### Stated problem
Please turn every line of the records below into a JSON list of strings, one string per line, skipping blank lines. Leave the pictures out of your answer.

### Provided material
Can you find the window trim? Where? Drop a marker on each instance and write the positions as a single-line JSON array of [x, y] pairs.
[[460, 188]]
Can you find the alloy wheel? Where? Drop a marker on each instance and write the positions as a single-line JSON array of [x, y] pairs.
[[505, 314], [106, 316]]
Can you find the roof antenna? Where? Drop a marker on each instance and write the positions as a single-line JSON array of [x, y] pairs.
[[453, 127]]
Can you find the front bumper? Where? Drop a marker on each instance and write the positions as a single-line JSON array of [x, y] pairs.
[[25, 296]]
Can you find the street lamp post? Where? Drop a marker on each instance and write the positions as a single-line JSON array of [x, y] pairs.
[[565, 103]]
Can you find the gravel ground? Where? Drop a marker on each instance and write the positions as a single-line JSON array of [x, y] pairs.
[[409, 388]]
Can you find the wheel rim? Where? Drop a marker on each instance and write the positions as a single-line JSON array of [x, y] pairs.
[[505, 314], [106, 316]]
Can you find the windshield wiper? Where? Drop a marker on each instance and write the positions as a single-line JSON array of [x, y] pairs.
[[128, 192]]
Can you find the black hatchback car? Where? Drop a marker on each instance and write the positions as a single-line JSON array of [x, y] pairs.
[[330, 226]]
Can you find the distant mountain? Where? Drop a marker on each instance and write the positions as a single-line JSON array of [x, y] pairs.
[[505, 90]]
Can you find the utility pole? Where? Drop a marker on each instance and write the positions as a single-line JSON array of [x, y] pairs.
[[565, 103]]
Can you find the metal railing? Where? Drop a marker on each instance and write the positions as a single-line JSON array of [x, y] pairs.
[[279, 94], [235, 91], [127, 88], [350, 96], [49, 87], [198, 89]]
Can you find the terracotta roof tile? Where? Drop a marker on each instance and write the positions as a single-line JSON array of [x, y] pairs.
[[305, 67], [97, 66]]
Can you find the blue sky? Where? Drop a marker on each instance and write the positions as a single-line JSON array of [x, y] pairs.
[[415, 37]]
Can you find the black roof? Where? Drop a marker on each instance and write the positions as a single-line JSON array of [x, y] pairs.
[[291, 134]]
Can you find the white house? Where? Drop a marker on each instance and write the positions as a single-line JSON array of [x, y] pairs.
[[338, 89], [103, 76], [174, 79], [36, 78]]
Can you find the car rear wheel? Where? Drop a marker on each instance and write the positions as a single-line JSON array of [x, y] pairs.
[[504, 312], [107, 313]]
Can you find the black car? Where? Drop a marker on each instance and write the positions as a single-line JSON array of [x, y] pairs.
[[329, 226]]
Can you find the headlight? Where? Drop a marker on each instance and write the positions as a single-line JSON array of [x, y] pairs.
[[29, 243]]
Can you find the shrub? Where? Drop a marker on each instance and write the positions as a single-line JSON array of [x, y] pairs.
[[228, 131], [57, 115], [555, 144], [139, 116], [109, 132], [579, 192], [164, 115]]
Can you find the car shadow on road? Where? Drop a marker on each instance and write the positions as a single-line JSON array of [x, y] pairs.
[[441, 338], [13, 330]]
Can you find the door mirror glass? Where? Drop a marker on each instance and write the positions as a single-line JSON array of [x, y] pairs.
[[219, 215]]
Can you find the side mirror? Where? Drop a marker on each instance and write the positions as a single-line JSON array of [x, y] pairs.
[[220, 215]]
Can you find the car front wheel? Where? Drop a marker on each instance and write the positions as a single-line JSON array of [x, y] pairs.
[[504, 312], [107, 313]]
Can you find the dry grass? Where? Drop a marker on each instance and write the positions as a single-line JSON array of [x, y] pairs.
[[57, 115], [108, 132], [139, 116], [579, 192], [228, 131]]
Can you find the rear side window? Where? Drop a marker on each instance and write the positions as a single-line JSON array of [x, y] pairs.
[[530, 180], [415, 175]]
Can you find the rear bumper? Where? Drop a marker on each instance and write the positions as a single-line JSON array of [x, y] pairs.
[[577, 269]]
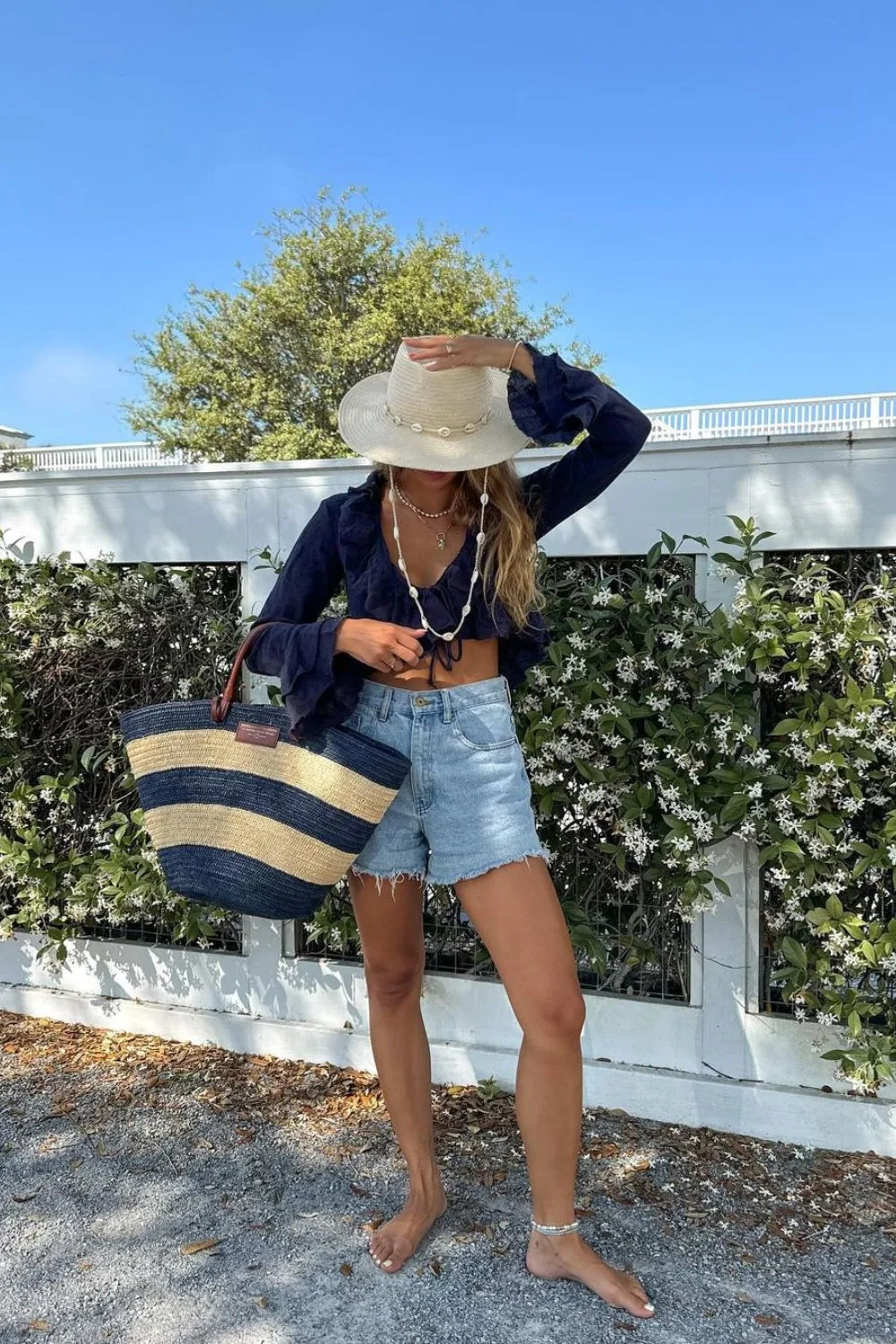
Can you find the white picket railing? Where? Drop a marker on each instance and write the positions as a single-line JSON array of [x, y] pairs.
[[804, 416], [719, 1059], [670, 424]]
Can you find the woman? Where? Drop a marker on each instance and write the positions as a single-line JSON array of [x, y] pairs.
[[437, 550]]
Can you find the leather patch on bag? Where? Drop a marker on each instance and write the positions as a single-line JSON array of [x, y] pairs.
[[260, 734]]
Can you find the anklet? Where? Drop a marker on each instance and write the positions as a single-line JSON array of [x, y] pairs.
[[552, 1230]]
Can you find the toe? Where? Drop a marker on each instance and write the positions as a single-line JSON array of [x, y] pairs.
[[381, 1247]]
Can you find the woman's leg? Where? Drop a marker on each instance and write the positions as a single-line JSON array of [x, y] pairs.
[[394, 957], [516, 911]]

### Full solution
[
  "Can you find the window trim? Where? Drop a marker on each instance and write the positions as a single-line JSON array of [x, y] pairs.",
  "[[460, 188]]",
  "Can you find the alloy wheel? Where? Drop a marker on each instance and write the positions as a single-line JSON array of [x, y] pairs.",
  "[[505, 314], [106, 316]]",
  "Can you find the roof antenna? Where? Drop a marker on each instance and write the positions as a single-line JSON array of [x, y] pairs.",
  "[[453, 127]]",
  "Can you find the front bumper? Where? Drop a marker on each instance and write the positions as a single-line JSON array of [x, y] pairs.",
  "[[25, 296]]",
  "Can you find the street lamp post? Where? Drop a marker on each instance and write the positions as a single-line JSON array of [x, y] pairs.",
  "[[565, 103]]",
  "Can you find the gravel ground? Where? Drop a marker on each instance and write the positions as a single-line JSON array of [x, y] pairs.",
  "[[409, 388]]",
  "Can you find the wheel rim? Where? Drop a marker on each instance and write the positions as a single-line JSON array of [x, y] pairs.",
  "[[505, 314], [106, 316]]",
  "Can you find the windshield wiper? Where? Drop a marker on each instance and write the positions as a single-line JSON array of [x, y] pairs.",
  "[[128, 192]]",
  "Can you find the black hatchback car? Where? Drop a marker on each instance and write the positions as a single-line JSON array of [x, y] pairs.",
  "[[330, 226]]",
  "Can you find the distant mountain? Where? Drop a marker on each instance and write the positions as a single-line JSON array of [x, y] pairs.",
  "[[505, 90]]",
  "Can you find the utility pole? Where? Drop a marker on each instance and write the positions as a single-line JSON array of [x, y] pairs.",
  "[[565, 103]]",
  "Can you find the metal railing? Where? Drop a marker on each instance and write the positions as a single-line JSON array of [x, y] pairs.",
  "[[279, 94], [235, 91], [127, 88], [350, 96], [49, 87], [198, 89]]",
  "Can you find the terracotta roof tile? Where? Drop a marker on each instance and write the positions as a single-line JSON array of [x, y] pairs.",
  "[[305, 67], [97, 66]]",
  "Can you find the blue sky? Where? Drop a marker on each instance and write the positions as a single-line JSON array of [x, y] pairs.",
  "[[415, 37]]",
  "Can you find the black roof? Where? Drop a marker on each instance and write the positions as a single-line JSON array of [x, y] pairs.",
  "[[291, 134]]",
  "Can you find the white house? Where? Drop a marker on each instance and write the positions as a single-line JSON array of [x, y] pairs.",
  "[[338, 89], [103, 76], [174, 79], [36, 78]]",
  "Can you find the car rear wheel? Where? Drop a marker on each instance and write the positions as a single-line JSON array of [x, y] pairs.",
  "[[504, 312], [107, 313]]",
  "Can you find the black car? Where? Drop a marker on each instance and write the positions as a single-line JSON array of [x, y] pairs.",
  "[[329, 226]]",
  "Can you find the headlight? Where? Drop a marker on each instance and write the positions as a single-line JSON array of [x, y] pairs.",
  "[[29, 243]]",
  "Can you find the shrub? Where? Drop a marker on each instance and write the positions as a single-line JSON array of [x, y] pairs.",
  "[[228, 131], [57, 115], [555, 144], [139, 116], [109, 132], [579, 192], [164, 115]]",
  "Can you find the car shadow on road? Where? Drop a marker on each instance and write the positions as a single-line JSON array of [x, y] pairs.",
  "[[441, 338], [13, 330]]",
  "Can you find the door mirror glass? Where? Drop a marker on each instance and write the positions as a single-line JSON array of [x, y] pairs.",
  "[[219, 215]]",
  "Can you find the side mirror? Where? Drop a marker on each instance and write the positions as a single-line JSON array of [x, y] pairs.",
  "[[220, 215]]",
  "Can you find the car front wheel? Where? Drop a marker on each instance and write the positions as a single-line JSON array of [x, y] pairs.",
  "[[504, 312], [107, 313]]",
  "Can you find the dry grass? Where? Drop a marker on each instance and write the positions as a single-line JSON array of [x, y] pairs.",
  "[[57, 115], [108, 132], [139, 116], [579, 192], [228, 131]]",
  "Can you find the rear side window? Where? Drop a marker on each instance and write the positions as a single-line JSON array of [x, y] pairs.",
  "[[530, 180], [415, 175]]",
  "Can you find the rear bumper? Where? Drop a marker on each instance and write the positions as a single-line JSON array of [x, y] pairs.",
  "[[577, 269]]",
  "Can you find the white picket railing? Where? Drop a marker on each instance and write the positions as a single-line JSON array of [x, y] pairs.",
  "[[804, 416], [719, 1059], [670, 424]]",
  "Can you find the woman? Where? Drop a marker on each instance and write the positions as a single-line JSON array of [x, y] pairs.",
  "[[437, 550]]",
  "Can you find the leather patch on bag? Where? Drop a marker on each instance and write the positions as a single-line JSON array of [x, y] pairs.",
  "[[260, 734]]",
  "Can you find the anklet? Where? Drop a marker on each instance and write the positions as a single-line JSON array of [x, y] pairs.",
  "[[552, 1230]]",
  "Can you find the toe? Where? Drop a marker on each instance and write the positions as a single-line JSON array of [x, y] pairs.",
  "[[381, 1247]]",
  "Can you find the woman's leg? Where? Drop a marker on each instance and write the positions as a single-line JSON array of [x, y] pairs.",
  "[[394, 957], [516, 911]]"
]